WHAT TO WORK ON » Take the line that contains "Task: tag the white wall" as the first line and the last line of the material below as the final one; reproduce exactly the lines between, inclusive.

PROVIDED ENTRIES »
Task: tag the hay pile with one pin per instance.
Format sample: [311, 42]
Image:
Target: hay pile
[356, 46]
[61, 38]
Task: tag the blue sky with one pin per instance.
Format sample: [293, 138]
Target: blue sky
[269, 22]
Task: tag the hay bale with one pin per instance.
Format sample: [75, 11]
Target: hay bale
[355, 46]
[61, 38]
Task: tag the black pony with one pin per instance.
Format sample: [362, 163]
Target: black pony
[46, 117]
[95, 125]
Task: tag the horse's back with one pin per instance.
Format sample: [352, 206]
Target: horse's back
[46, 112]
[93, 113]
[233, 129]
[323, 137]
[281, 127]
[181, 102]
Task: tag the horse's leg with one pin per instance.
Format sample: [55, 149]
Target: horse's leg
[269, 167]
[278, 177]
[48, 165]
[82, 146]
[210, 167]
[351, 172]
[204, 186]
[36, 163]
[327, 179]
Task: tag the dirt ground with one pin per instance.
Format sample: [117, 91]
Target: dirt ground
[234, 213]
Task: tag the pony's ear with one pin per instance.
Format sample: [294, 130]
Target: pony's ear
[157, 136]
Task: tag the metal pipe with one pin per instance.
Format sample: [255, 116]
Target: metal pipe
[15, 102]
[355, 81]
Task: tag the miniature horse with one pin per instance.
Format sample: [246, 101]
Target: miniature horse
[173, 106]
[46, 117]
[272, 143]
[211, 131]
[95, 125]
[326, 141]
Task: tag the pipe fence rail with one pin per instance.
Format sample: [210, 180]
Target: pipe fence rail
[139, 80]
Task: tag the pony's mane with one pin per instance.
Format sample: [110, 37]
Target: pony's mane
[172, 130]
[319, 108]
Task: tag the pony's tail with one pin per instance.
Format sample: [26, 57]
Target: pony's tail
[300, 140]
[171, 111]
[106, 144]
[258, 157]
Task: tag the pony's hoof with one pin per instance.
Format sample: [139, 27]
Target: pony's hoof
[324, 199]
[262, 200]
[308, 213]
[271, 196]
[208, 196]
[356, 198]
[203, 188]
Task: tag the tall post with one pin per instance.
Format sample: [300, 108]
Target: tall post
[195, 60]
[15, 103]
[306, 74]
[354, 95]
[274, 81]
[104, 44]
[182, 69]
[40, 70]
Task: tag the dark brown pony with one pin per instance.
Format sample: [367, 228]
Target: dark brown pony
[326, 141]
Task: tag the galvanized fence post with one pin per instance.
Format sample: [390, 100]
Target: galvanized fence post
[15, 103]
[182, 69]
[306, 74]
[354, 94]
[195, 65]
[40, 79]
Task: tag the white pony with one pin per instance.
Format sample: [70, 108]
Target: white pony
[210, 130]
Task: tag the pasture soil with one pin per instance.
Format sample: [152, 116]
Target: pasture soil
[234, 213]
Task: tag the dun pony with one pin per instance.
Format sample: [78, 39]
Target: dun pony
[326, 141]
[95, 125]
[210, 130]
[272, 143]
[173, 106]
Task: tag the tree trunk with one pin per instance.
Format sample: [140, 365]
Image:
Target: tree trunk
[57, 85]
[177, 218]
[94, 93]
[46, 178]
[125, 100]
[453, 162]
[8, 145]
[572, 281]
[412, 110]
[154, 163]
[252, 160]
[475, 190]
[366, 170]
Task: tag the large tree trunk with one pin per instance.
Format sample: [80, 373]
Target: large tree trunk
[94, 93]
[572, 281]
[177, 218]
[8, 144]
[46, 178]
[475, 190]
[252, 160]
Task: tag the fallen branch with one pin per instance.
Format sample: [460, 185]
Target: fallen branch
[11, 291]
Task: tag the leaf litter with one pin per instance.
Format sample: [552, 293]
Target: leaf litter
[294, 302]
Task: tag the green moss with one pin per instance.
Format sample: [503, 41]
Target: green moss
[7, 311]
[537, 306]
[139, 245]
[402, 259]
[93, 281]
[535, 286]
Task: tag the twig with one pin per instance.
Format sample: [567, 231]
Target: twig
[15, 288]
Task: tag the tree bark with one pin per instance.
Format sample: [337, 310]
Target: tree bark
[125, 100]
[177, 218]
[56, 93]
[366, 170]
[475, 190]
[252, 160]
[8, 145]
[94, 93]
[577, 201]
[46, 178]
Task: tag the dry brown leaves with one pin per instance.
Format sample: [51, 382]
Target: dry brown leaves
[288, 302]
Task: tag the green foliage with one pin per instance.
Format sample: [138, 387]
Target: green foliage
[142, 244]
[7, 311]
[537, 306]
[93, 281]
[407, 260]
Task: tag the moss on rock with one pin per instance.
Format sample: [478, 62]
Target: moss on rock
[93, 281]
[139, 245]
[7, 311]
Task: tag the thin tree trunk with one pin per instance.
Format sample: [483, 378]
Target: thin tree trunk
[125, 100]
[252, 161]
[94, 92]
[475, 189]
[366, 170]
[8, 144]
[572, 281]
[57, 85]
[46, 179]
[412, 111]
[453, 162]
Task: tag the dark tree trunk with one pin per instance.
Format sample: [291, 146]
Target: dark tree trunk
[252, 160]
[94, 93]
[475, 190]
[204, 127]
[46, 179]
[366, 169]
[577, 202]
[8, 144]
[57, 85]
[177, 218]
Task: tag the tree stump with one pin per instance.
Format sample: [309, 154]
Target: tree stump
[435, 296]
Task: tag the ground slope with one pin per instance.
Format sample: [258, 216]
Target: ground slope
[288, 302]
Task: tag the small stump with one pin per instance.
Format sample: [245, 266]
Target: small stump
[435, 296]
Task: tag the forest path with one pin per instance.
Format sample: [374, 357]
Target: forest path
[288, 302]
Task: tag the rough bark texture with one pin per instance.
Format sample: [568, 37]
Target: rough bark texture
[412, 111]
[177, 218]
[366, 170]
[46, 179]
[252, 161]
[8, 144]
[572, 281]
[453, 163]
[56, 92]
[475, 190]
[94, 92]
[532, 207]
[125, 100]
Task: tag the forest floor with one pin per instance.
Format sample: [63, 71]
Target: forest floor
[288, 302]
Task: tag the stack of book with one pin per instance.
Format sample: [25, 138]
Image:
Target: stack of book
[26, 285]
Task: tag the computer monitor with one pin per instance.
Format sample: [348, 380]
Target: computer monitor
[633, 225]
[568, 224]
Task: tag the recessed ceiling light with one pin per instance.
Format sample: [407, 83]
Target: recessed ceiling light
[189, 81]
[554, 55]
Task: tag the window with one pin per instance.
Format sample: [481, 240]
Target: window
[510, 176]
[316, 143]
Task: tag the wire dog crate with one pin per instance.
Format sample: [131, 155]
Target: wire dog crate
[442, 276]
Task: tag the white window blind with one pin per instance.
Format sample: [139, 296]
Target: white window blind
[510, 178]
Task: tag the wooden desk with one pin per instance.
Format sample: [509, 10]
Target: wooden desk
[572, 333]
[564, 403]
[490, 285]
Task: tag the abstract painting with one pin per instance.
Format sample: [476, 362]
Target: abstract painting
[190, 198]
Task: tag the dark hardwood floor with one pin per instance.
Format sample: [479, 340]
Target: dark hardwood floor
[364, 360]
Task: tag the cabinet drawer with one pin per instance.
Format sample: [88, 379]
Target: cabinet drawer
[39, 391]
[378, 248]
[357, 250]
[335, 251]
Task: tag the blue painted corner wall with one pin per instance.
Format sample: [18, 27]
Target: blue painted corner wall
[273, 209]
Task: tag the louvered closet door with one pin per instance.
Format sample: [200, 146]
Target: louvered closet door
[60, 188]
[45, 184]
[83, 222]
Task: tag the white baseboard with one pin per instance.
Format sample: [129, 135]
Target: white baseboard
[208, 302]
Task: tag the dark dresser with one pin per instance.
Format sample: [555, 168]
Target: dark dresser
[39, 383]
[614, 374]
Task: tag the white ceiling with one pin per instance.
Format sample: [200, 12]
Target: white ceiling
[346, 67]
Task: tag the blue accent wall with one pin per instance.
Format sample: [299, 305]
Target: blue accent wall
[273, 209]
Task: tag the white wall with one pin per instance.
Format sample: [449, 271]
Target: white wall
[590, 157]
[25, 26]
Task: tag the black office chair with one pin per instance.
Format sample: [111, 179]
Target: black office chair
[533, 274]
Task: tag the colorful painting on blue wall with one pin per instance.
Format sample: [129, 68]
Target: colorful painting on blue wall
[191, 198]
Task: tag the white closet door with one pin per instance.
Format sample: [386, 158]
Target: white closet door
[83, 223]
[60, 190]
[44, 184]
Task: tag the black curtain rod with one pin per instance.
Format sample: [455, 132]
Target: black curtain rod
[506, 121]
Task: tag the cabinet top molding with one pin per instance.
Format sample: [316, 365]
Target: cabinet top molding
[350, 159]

OUTPUT OF THE EXERCISE »
Task: tag the white wall with one pin per instance.
Format sample: [449, 271]
Target: white wall
[590, 157]
[25, 26]
Task: tag the black office chair with one pin per instance.
Format sample: [111, 179]
Target: black office chair
[533, 274]
Task: tag the colorful painting on blue wall with one pin per instance.
Format sample: [129, 68]
Target: colorful painting on blue wall
[191, 198]
Task: tag the white closet door with one pin per instance.
Format sample: [386, 158]
Target: white closet door
[83, 223]
[60, 190]
[44, 184]
Task: tag the black curtain rod with one pin per instance.
Format sample: [455, 132]
Target: black curtain rod
[506, 121]
Task: tag the cabinet top molding with one pin per instance.
Format sample: [316, 365]
Target: cabinet top molding
[350, 159]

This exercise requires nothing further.